CONSEGNA A: Indichi tutti i presupposti che, secondo il brano sulla nomina del DPO, rendono obbligatoria tale nomina.
CONSEGNA B: Riprenda il brano sulla nomina del DPO e lo prosegua a partire dalla sua ultima frase.

BRANO DI RIFERIMENTO:
%%

Quando è obbligatorio nominare il DPO

La nomina del DPO diviene obbligatoria solo quando si verifica uno dei tre presupposti di cui all’art. 37 par. 1, Reg. UE 2016/679:

  1. il titolare del trattamento è un’autorità pubblica o da un organismo pubblico;
  2. le attività principali del titolare del trattamento o del responsabile del trattamento consistono in trattamenti che richiedono il monitoraggio regolare e sistematico degli interessati su larga scala;
  3. le attività principali del titolare del trattamento o del responsabile del trattamento consistono nel trattamento, su larga scala, di categorie particolari di dati personali di cui agli artt. 9 e 10 del Regolamento UE.

Tuttavia, la nomina del DPO resta una questione aperta, almeno per quelle realtà imprenditoriali di dimensioni medio-grandi, perché, nell’ambiguità della terminologia utilizzata dal legislatore europeo al menzionato art. 37, in base al principio di accountability, su cui si impernia l’intera disciplina, è rimessa al titolare del trattamento o al responsabile del trattamento la valutazione circa, quantomeno, l’opportunità, di nominare un DPO. E l’ampio dibattito aperto e mai chiuso tra gli addetti ai lavori su questa figura controversa ha creato incertezza e diffidenza negli operatori, come è dato riscontrare quando ci si trova a contatto diretto con i destinatari della normativa.

%%

(Dati estratti da una raccolta)
%%

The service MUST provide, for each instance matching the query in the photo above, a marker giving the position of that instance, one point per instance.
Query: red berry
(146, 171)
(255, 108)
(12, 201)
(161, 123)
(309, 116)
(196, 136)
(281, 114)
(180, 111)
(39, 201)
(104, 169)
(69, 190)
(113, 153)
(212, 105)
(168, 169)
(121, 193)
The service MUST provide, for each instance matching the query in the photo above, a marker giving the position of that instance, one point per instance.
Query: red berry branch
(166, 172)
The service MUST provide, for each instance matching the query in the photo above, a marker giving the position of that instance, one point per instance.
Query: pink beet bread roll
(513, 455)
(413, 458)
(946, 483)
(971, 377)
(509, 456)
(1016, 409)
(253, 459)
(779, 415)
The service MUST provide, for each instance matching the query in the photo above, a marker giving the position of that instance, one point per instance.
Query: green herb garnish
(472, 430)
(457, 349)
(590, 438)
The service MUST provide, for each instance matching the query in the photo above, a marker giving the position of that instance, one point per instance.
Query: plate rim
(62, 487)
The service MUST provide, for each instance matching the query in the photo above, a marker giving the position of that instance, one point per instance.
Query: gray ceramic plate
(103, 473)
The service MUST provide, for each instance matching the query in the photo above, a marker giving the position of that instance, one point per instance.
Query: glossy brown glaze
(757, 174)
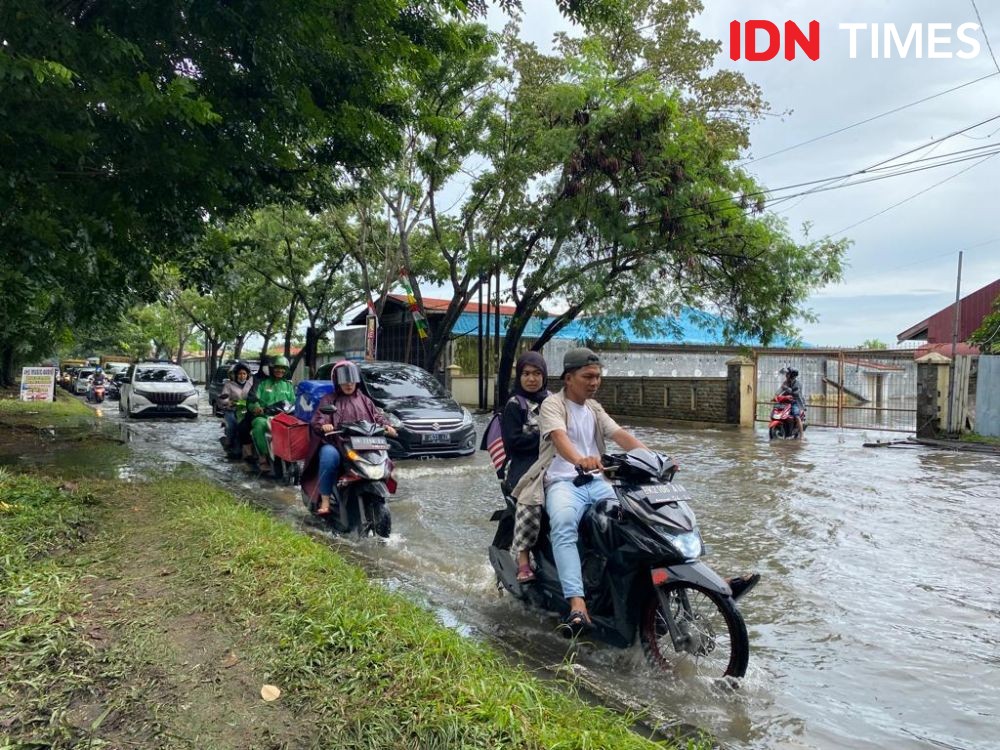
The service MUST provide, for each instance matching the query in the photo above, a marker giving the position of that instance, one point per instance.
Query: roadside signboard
(38, 383)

%%

RISPOSTA ALL'ESERCIZIO A:
1. Il titolare del trattamento è un'autorità pubblica o un organismo pubblico.
2. Le attività principali del titolare o del responsabile del trattamento consistono in trattamenti che richiedono il monitoraggio regolare e sistematico degli interessati su larga scala.
3. Le attività principali del titolare o del responsabile del trattamento consistono nel trattamento, su larga scala, di categorie particolari di dati personali di cui agli artt. 9 e 10 del Regolamento UE.

RISPOSTA ALL'ESERCIZIO B:
Natura del rapporto tra DPO e titolare del trattamento

Uno degli aspetti più interessati di questo dibattito è rappresentato dalla natura del rapporto tra il DPO e il Titolare del trattamento.

Al riguardo, difatti, l’intero art. 38 GDPR detta una serie di obblighi da osservare per entrambe le parti.

Anzitutto, il par. 1 dell’articolo in esame si apre imponendo al titolare del trattamento e al responsabile del trattamento (se nominato) di assicurarsi che il DPO sia tempestivamente e adeguatamente coinvolto in tutte le questioni riguardanti la protezione dei dati personali.

Il successivo par. 2 prosegue nella carrellata degli obblighi in capo al titolare del trattamento e al responsabile del trattamento, ove nominato, imponendo loro di supportare e sostenere il DPO nominato nell’esecuzione dei compiti elencati in via semplificativa all’art. 39 GDPR, fornendogli le risorse necessarie per assolvere tali compiti e accedere ai dati personali e ai trattamenti e per mantenere la propria conoscenza specialistica.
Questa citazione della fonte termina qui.